*** SELECTED PASSAGE Section Begins ***

Tamiya P-38J Lightning — 1:48 Scale

The Lockheed P-38 Lightning was one of the great fighter aircraft of World War II.  It also found renown as a fighter-bomber, night fighter, reconnaissance platform, a long-range escort fighter, and a pathfinder for bomber formations.  Many kits of the P-38 have been produced over the years.  Today, Monogram’s 1:48 scale P-38 can be cherished as a true “classic.”  Since the early 1990s, Hasegawa’s family of Lightnings represented the best P-38s in 1:48 scale.  Then, in 2019, Tamiya released a new-tool P-38F/G Lightning.  This kit was far superior to the Hasegawa P-38s.  It became an instant favorite, and it won the Detail & Scale Reader’s Choice Award for the best kit of that year.  In 2022, Tamiya’s second 1:48 scale Lightning was released: the P-38J.  During the development of this kit, Detail & Scale shared research materials with Tamiya.  Let’s see what Tamiya has come up with here.

*** SELECTED PASSAGE Section Ends ***
*** DATA EXCERPTS Section Begins ***

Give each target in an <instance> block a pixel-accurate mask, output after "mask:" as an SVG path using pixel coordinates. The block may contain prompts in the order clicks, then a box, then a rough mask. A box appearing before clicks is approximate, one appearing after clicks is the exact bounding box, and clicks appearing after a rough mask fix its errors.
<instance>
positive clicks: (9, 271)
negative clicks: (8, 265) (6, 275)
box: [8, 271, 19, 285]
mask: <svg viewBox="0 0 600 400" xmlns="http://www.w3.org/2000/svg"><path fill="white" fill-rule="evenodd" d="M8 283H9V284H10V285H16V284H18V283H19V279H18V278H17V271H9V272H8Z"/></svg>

*** DATA EXCERPTS Section Ends ***
*** DATA EXCERPTS Section Begins ***

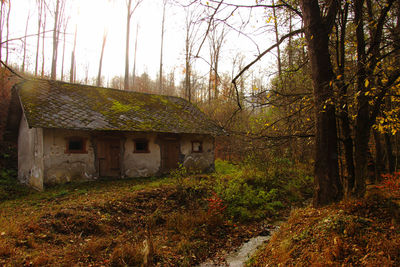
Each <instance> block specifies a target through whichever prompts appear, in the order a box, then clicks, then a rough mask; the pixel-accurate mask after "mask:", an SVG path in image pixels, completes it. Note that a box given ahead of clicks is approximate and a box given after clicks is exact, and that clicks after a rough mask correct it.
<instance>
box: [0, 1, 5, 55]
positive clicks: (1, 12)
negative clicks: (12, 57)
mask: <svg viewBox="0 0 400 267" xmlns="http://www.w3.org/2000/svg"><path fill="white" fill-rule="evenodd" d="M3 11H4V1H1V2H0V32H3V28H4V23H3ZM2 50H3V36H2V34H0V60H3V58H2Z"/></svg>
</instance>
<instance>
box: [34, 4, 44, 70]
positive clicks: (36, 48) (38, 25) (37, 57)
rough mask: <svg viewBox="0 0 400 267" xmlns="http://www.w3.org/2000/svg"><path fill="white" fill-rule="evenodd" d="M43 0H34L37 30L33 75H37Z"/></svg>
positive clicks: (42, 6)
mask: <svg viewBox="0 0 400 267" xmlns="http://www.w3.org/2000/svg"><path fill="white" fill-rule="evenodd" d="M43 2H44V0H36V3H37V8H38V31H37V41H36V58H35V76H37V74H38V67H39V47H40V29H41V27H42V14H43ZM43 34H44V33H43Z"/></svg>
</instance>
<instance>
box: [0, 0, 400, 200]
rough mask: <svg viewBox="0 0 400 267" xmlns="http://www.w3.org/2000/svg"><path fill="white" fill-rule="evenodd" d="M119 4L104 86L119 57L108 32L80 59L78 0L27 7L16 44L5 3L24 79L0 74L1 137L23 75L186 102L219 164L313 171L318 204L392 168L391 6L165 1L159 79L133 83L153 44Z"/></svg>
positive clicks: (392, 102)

*** DATA EXCERPTS Section Ends ***

WORK INSTRUCTIONS
A: Besides fighter aircraft, what roles does the P-38J kit review above say the Lockheed P-38 Lightning found renown in? List them all.
B: Reproduce the part of the P-38J kit review from "The Lockheed P-38" up to and including "up with here.".

PER-TASK ANSWERS
A:
- Fighter-bomber
- Night fighter
- Reconnaissance platform
- Long-range escort fighter
- Pathfinder for bomber formations

B:
The Lockheed P-38 Lightning was one of the great fighter aircraft of World War II.  It also found renown as a fighter-bomber, night fighter, reconnaissance platform, a long-range escort fighter, and a pathfinder for bomber formations.  Many kits of the P-38 have been produced over the years.  Today, Monogram’s 1:48 scale P-38 can be cherished as a true “classic.”  Since the early 1990s, Hasegawa’s family of Lightnings represented the best P-38s in 1:48 scale.  Then, in 2019, Tamiya released a new-tool P-38F/G Lightning.  This kit was far superior to the Hasegawa P-38s.  It became an instant favorite, and it won the Detail & Scale Reader’s Choice Award for the best kit of that year.  In 2022, Tamiya’s second 1:48 scale Lightning was released: the P-38J.  During the development of this kit, Detail & Scale shared research materials with Tamiya.  Let’s see what Tamiya has come up with here.